• [Work instruction]: Resume the article on the Monash University POTS research from where it stops.
━━━ Selected text
Monash researchers discover fainting disorder drug

Monash University

Monash University researchers have revealed a novel therapy that corrects the mechanism in the body that’s gone wrong in Postural Orthostatic Tachycardia Syndrome (POTS), the condition affecting the former lead singer of The Wiggles.

Central Clinical School (CCS) researchers led by Professor Sam El-Osta found how genes that protect against POTS become silent or ‘switched off’ – and identified a drug to switch them on again.

POTS is one of a group of disorders that have orthostatic intolerance as their primary symptom, in which a greatly reduced volume of blood returns to the heart after the person stands up from a lying-down position. The main symptom of POTS is fainting. Other symptoms include feeling light-headed, fatigue, sweating, shortness of breath and in some cases chest pain and heart palpitations.

In Australia, POTS has become referred to as ‘Wiggles Disease’ after Greg Page AM retired from the popular children’s music group in late 2006 after developing the condition. The ‘Yellow Wiggle’ recently suffered a heart attack at a charity concert in Sydney likely to be a complication of POTS.

Professor El-Osta said that while the gene implicated in POTS – norepinephrine transporter (NET) – had been known for several decades, past research had failed to find a genetic mutation responsible for the symptoms.

The study, published today in the highly regarded American Heart Association journal Circulation Research, revealed that the enzyme EZH2 is responsible for silencing this gene.
━━━━━━
━━━ Entries supplied
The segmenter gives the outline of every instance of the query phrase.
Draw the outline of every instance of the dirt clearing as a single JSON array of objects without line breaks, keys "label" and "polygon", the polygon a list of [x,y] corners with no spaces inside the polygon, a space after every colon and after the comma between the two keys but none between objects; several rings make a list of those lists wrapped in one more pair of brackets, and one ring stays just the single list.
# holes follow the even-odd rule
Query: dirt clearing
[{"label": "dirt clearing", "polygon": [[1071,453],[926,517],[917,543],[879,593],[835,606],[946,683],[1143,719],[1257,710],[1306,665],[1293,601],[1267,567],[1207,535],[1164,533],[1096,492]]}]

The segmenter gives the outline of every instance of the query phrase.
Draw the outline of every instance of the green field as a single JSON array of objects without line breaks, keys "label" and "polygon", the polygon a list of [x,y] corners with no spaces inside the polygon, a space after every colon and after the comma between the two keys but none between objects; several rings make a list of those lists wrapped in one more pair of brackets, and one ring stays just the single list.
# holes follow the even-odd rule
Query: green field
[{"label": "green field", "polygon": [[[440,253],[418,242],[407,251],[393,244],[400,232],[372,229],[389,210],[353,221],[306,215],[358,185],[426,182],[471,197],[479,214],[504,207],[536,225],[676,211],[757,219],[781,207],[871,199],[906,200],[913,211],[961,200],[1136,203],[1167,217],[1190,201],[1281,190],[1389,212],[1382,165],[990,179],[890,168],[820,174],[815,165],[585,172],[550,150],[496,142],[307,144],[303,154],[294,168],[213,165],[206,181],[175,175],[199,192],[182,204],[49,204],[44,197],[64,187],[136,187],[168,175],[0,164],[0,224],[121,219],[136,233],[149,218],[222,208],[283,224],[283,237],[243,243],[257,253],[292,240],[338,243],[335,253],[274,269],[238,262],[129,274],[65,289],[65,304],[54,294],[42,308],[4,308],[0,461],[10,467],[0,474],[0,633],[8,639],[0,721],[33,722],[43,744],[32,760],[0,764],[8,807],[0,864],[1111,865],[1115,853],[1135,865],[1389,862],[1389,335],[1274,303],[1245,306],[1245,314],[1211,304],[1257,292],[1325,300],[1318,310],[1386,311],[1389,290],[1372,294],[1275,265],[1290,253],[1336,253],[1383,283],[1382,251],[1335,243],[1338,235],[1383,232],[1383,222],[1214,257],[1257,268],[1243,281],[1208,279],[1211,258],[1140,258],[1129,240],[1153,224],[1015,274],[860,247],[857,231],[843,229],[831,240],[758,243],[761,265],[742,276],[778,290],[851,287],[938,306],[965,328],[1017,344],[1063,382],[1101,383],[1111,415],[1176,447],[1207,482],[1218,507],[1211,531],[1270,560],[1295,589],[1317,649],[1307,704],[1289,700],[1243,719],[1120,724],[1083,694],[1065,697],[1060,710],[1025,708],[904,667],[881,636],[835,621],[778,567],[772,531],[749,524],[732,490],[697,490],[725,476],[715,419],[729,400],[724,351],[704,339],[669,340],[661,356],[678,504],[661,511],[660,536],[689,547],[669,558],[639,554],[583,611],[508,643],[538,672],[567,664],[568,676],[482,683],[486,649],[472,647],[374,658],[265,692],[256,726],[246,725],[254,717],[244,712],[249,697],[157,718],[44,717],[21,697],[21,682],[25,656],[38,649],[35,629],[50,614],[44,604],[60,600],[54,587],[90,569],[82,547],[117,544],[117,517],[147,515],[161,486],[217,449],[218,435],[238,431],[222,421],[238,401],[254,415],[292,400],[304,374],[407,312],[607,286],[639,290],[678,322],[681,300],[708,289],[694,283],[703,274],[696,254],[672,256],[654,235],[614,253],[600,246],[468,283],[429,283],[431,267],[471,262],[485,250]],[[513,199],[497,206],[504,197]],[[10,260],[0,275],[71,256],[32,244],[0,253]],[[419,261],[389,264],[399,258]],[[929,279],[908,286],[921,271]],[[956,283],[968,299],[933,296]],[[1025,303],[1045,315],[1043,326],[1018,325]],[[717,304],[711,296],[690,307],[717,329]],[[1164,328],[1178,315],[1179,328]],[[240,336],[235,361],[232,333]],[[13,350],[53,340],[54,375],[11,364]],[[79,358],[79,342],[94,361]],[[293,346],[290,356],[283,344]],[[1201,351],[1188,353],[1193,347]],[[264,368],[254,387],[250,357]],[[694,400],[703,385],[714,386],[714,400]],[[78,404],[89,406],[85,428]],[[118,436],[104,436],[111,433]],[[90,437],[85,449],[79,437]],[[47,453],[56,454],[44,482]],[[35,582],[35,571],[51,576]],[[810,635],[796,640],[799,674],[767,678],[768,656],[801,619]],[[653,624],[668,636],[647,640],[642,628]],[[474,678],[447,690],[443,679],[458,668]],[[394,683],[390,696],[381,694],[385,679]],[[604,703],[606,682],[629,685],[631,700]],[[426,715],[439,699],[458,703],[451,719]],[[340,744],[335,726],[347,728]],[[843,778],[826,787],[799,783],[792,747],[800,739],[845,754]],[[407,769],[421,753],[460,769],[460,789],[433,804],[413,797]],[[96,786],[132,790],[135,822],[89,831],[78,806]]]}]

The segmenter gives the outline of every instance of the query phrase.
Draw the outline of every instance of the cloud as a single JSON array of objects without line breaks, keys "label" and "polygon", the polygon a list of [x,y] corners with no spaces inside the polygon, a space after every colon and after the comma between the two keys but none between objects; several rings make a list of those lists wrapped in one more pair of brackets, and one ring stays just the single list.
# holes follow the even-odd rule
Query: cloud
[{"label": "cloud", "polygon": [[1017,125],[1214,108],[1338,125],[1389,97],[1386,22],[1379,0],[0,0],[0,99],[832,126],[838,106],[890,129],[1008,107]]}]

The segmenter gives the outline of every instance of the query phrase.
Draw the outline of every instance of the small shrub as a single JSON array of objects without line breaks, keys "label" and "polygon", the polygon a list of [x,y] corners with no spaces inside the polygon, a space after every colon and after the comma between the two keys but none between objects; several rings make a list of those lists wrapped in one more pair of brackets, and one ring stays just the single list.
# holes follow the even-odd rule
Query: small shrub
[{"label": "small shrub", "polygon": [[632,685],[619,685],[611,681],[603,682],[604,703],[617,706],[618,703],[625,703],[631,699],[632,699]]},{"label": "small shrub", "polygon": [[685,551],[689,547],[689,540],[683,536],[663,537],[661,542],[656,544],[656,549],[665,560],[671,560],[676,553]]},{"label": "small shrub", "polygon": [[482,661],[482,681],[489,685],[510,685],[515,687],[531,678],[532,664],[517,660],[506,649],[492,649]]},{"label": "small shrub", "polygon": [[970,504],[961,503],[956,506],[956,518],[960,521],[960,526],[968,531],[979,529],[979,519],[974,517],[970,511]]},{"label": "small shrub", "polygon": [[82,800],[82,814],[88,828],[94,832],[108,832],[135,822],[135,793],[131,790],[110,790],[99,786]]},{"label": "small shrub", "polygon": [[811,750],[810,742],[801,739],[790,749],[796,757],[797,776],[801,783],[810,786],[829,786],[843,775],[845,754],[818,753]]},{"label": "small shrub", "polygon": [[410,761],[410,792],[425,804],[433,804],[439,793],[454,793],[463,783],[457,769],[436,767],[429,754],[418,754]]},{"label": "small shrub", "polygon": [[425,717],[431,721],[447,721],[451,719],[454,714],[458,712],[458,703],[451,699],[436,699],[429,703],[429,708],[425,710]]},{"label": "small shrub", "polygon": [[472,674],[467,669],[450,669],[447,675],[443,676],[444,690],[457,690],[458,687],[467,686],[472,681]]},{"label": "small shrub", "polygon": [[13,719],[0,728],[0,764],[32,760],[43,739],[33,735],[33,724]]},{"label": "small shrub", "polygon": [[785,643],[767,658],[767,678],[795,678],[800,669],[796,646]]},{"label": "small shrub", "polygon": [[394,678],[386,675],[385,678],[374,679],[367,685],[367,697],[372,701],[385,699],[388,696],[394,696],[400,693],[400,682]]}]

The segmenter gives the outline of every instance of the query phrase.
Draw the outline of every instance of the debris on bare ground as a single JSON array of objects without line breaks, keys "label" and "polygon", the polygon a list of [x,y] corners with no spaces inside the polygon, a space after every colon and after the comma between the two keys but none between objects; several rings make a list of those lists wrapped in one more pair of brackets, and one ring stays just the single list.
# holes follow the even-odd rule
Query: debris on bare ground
━━━━━━
• [Reply to the task]:
“We predicted that inhibiting this epigenetic condition could reactivate NET gene function and used a pharmacological drug called GSK-126 that could specifically inhibit EZH2 activity with dramatic results,” he said. “This is the first description of NET reactivation using a drug. The beauty is that it allows us to target very specifically the enzyme to reactivate gene function.”

Currently there is no specific pharmacological treatment available for POTS, which affects mainly people aged 18 to 50 years, eighty per cent of whom are women. “We’re far from it now and clinical trials would need to be conducted but the new drug could lead to better management of POTS,” he said.

Professor El-Osta’s team conducted ex vivo studies isolating blood cells from patients with POTS who failed to respond to current treatments and cells from healthy donors. He said the sample group was relatively small. “Ideally, we’d like to see the work expanded in Australia and overseas and to have our findings validated.”

First author on the study was Dr Harikrishnan K.N. from Professor El-Osta’s Epigenetics in Human Health and Disease Laboratory.